▶ Aim: Gather every line from the items below that contains the word "pickup", matching case exactly, and copy each line in full.

▶ Recorded data:

============================================================

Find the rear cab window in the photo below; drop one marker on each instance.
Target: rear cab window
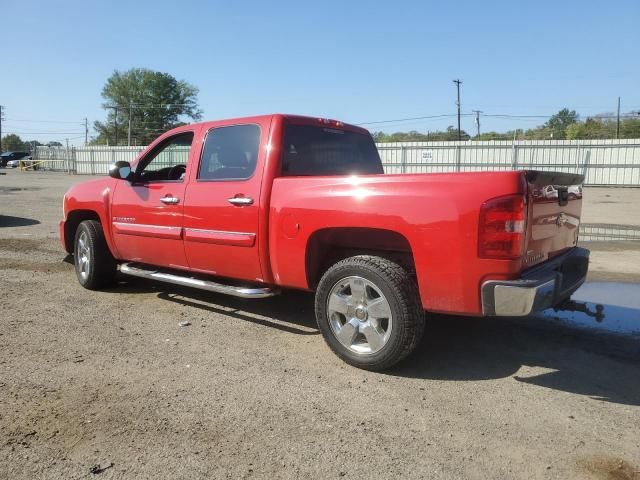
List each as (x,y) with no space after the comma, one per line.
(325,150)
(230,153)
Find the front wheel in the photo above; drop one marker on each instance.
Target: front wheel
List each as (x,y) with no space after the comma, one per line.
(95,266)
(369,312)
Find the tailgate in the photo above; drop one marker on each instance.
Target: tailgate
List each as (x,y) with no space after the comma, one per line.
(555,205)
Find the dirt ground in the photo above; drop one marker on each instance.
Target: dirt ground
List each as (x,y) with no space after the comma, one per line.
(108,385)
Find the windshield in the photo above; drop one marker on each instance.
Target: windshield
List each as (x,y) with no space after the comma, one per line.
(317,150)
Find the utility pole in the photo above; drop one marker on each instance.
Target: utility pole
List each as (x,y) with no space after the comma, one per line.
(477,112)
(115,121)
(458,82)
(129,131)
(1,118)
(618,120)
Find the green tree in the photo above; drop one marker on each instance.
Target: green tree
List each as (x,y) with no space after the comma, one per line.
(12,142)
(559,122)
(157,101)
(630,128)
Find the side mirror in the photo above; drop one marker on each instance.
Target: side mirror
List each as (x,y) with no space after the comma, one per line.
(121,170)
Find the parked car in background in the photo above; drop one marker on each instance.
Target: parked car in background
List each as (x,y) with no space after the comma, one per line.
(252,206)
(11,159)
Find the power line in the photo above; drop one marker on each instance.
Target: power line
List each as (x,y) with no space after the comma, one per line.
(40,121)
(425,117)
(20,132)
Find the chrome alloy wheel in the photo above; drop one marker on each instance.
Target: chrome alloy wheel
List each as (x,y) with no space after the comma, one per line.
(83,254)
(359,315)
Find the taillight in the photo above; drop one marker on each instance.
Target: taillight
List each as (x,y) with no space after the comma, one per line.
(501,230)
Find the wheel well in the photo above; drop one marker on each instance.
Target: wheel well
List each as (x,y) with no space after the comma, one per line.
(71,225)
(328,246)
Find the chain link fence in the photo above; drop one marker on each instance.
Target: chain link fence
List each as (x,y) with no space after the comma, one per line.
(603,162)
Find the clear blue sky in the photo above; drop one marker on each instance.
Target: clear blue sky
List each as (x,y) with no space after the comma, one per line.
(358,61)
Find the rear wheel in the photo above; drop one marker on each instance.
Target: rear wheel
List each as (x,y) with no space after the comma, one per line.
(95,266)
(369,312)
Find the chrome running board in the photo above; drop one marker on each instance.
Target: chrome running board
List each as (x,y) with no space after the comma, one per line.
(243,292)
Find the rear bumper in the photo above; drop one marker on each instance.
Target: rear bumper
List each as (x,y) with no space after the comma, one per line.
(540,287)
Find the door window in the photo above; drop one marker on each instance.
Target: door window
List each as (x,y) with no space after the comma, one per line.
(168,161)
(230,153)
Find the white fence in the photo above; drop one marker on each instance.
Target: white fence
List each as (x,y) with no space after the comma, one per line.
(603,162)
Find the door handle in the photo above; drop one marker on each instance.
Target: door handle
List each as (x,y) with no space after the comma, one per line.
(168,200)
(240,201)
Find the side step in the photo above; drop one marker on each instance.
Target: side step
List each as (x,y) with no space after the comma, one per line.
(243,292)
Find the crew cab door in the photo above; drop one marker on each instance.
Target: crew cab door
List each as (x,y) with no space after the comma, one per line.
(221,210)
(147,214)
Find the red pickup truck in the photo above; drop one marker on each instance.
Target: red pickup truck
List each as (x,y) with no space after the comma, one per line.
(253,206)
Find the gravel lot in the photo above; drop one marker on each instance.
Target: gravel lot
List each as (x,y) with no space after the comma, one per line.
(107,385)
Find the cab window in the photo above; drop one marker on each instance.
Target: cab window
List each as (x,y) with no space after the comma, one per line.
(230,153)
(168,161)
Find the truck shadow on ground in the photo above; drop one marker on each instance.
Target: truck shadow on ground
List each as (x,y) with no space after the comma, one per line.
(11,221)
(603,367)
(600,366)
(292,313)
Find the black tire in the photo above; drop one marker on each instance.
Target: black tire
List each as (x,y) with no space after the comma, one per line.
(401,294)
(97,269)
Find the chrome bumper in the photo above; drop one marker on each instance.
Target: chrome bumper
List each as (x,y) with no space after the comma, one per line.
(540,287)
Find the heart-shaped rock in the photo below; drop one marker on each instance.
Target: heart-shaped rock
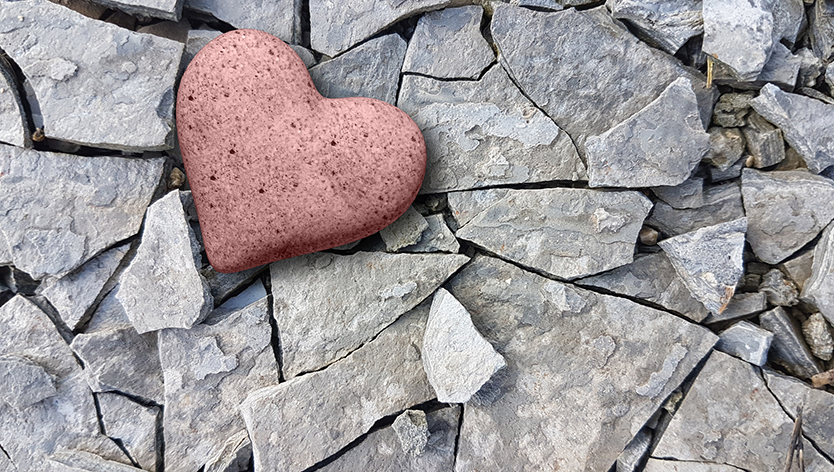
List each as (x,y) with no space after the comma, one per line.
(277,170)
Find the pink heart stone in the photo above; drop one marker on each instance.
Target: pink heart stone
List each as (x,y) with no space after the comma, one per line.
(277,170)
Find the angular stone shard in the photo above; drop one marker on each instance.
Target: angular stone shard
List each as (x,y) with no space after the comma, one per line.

============================================================

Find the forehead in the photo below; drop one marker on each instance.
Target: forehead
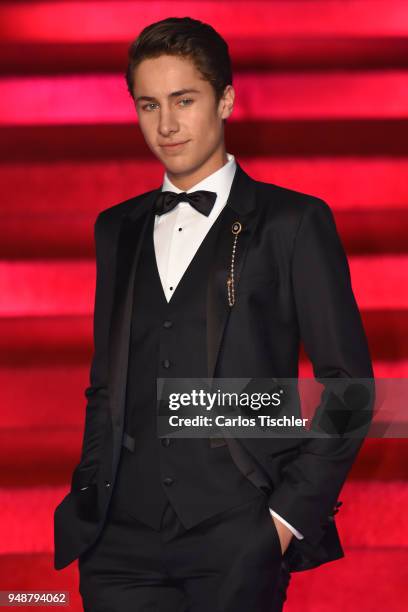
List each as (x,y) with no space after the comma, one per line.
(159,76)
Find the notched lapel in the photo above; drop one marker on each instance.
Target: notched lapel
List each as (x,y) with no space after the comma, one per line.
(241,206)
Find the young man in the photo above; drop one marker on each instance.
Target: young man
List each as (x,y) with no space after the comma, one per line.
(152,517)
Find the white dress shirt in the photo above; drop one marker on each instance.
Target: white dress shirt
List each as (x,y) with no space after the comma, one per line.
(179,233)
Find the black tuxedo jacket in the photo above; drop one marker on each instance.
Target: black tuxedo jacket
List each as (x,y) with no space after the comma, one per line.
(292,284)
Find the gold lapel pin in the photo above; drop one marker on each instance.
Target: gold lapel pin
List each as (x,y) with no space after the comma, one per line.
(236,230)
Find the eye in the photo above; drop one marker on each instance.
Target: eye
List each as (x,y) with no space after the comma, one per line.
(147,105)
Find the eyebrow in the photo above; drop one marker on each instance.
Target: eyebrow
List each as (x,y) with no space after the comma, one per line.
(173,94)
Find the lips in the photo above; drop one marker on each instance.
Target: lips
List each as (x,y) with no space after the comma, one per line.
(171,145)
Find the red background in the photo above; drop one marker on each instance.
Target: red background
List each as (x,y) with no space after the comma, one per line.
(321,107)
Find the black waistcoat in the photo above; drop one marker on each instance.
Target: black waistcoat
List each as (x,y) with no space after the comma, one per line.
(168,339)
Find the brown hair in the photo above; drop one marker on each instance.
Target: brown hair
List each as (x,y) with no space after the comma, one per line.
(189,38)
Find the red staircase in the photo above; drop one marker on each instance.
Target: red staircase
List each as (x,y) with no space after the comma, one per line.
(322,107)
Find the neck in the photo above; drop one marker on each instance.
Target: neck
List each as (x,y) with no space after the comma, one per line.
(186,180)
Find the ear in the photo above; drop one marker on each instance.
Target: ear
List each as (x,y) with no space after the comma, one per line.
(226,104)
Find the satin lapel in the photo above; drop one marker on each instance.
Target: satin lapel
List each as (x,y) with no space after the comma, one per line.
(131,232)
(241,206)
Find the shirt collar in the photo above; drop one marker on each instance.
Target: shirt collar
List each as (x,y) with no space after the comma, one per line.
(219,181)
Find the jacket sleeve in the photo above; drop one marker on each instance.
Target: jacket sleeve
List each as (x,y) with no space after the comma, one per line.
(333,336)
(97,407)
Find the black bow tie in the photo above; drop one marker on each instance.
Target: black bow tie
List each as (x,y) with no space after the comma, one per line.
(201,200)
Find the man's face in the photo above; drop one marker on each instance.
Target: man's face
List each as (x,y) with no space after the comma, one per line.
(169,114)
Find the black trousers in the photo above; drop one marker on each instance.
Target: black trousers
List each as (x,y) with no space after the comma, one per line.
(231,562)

============================================================

▶ Result for this exercise:
Find the red pickup truck in the photo above; drop one marker on each instance.
Target: red pickup truck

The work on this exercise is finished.